Exercise details >>
Substitute "marker" for every occurrence of "keypoint" in the records below, and reproduce them with no other change.
====== Dataset content ======
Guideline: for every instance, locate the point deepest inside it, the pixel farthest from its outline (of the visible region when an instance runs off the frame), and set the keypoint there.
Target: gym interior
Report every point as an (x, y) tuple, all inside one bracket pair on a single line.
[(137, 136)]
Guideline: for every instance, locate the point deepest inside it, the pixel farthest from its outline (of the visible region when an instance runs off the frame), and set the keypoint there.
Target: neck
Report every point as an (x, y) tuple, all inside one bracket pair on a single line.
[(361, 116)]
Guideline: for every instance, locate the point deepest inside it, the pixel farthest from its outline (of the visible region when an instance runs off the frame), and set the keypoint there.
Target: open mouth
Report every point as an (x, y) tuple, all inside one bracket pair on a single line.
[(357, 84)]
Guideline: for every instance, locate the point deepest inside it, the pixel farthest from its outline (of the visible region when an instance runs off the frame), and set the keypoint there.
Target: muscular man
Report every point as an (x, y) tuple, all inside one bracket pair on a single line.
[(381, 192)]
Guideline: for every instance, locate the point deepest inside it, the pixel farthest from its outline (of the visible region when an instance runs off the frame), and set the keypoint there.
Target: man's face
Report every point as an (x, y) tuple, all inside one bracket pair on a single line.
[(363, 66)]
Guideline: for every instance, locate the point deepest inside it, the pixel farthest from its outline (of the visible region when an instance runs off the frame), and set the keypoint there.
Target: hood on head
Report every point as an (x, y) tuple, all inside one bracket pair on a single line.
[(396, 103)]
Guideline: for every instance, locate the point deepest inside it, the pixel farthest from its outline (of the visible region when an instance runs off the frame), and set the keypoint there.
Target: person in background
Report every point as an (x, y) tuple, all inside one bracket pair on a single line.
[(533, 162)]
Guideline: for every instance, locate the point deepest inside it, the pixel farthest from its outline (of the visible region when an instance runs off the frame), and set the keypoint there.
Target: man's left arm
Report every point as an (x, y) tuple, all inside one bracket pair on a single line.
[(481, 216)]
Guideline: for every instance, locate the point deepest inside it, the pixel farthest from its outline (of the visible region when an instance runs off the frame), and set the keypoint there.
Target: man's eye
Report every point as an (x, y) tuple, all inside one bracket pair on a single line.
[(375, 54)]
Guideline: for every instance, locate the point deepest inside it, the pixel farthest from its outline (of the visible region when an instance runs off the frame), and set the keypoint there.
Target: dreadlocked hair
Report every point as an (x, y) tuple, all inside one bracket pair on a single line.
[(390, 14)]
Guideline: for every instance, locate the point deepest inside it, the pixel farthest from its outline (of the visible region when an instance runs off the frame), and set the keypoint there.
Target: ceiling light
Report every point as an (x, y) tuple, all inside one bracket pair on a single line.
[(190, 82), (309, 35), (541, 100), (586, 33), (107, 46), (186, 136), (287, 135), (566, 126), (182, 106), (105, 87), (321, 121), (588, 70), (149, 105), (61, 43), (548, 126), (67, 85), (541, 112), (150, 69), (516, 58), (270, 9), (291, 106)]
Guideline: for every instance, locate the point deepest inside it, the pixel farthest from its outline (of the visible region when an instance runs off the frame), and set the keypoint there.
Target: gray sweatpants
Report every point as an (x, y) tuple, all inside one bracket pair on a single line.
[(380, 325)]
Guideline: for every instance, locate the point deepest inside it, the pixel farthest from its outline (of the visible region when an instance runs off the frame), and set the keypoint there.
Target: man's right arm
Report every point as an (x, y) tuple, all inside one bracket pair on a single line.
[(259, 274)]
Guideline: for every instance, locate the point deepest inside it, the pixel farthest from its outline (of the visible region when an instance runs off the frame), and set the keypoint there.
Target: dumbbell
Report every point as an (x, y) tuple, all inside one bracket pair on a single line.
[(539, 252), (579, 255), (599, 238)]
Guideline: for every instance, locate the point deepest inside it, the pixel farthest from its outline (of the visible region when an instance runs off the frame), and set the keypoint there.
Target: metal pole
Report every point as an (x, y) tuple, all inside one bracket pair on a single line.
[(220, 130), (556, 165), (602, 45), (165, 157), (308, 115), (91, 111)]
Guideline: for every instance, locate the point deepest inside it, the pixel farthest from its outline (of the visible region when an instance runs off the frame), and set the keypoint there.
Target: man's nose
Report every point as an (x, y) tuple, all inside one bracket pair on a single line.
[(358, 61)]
======
Result of the exercise >>
Guideline: for every instance, locate the point deepest inside it, the pixel farthest from its outline (of the visible region when an instance runs off the frame), and set the marker there.
Target: gym interior
Report every point as an (x, y) tuple, all inside one bracket pair on a single line.
[(137, 136)]
Guideline: for every instance, locate the point deepest inside it, the pixel farthest from its outline (of the visible region when an instance runs off the frame), and set the marker there.
Target: neck
Report every point as an (x, y) tuple, all inside one bracket pair on a single line.
[(361, 116)]
Guideline: for every instance, locate the point deepest inside it, the pixel farthest from its outline (of the visible region when an instance runs off the frame), and set the marker there.
Target: open mouth
Report every point as an (x, y) tuple, all inside one bracket pair on a single line.
[(357, 84)]
Guideline: for every instance, locate the point deepest inside it, the pixel farthest from its outline (of the visible region when an instance runs off the frame), and set the marker there.
Target: muscular man
Report every point as an (x, y) tuple, all inside one bracket pair on a single line.
[(381, 192)]
Guideline: for every instance, locate the point deepest inside it, the pixel farthest from its outline (of the visible region when an instance runs off the frame), and set the marker there.
Target: man's face
Report every point as an (x, y) tuple, all inside one bracket pair on a single line.
[(363, 66)]
Guideline: for every instance, locate the point deepest inside it, the pixel farthest from its outline (of the visible region when an instance runs off the frame), and set the marker there.
Target: hood on head
Report every point as an (x, y) tuple, all inside one bracket pair on a single line.
[(396, 103)]
Guideline: for every instance, locate the point deepest inside it, the pixel farthest from its outline (of the visible region when an instance runs off the frame), and set the marker there.
Target: person in background
Report every point as an (x, y) tuple, all inside one bracket pair on a single line.
[(533, 162)]
Guideline: for every instance, locate the point deepest inside it, the pixel farthest from its outline (of the visible region when an instance runs off the frame), and set the marker there.
Target: man's left arm
Report every point as an (x, y) tuple, all inside one bracket pair on a single line.
[(481, 216)]
Guideline: for every instance, locate the point deepest inside it, the pixel farthest from its outline (of the visible region when an instance runs off the frame), and set the marker there.
Target: man's eye
Report every point as an (x, y) tuple, all inside one bracket pair on a single line.
[(375, 54)]
Guideline: for every instance, locate the point deepest inside it, the pixel farthest from its outline (of the visible region when an instance runs off the frame), and set the marker there.
Target: dreadlocked hair
Report every point as an (x, y) tuple, all inside one bracket pair on a single line.
[(390, 14)]
Guideline: for every instance, locate the point deepest inside it, the pixel farthest from its outline (of the visible region when an instance runs off the frame), and set the marker there.
Target: ceiling light
Report every point as an (x, y) tuple, all inside one bracket pair on a single line.
[(190, 82), (309, 35), (541, 100), (586, 33), (107, 46), (186, 136), (287, 135), (566, 126), (182, 106), (105, 87), (321, 121), (588, 70), (149, 105), (61, 43), (548, 126), (67, 85), (541, 112), (150, 69), (516, 58), (270, 9), (291, 106)]
Guideline: for every instance, locate the point deepest inside it, the pixel farthest from its outline (of the visible region when an instance runs off the frame), and set the marker there.
Target: gray sweatpants
Report every point as an (x, y) tuple, all inside one bracket pair on a single line.
[(380, 325)]
Guideline: for every instance, locate the point deepest inside it, the pixel farthest from its outline (of the visible region when an instance runs off the frame), and set the marker there.
Target: man's right arm
Report every point as an (x, y) tuple, all inside one bracket pair on a single line.
[(259, 274)]
Guideline: for every instance, locate the point deepest inside it, the pixel farthest from its outline (of the visible region when an instance runs off the frame), and set the marker there.
Target: dumbbell
Report every point as an (x, y) tuple, all inside one bracket pair on a single line.
[(539, 252), (579, 255), (599, 238)]
Guideline: for every instance, locate the point deepest inside it, the pixel farthest from its outline (of the visible region when an instance runs off the frame), and set the marker there.
Target: metal pole
Report every point as an (x, y) tuple, all inside one bracket pair on a single line.
[(220, 130), (556, 165), (602, 45), (165, 157), (308, 115), (91, 111)]
Guideline: for every instance, locate the point deepest inside it, the pixel farthest from its outline (of the visible region when an instance runs off the frame), and set the marker there.
Target: man's nose
Report every point as an (x, y) tuple, all inside one bracket pair on a single line.
[(358, 61)]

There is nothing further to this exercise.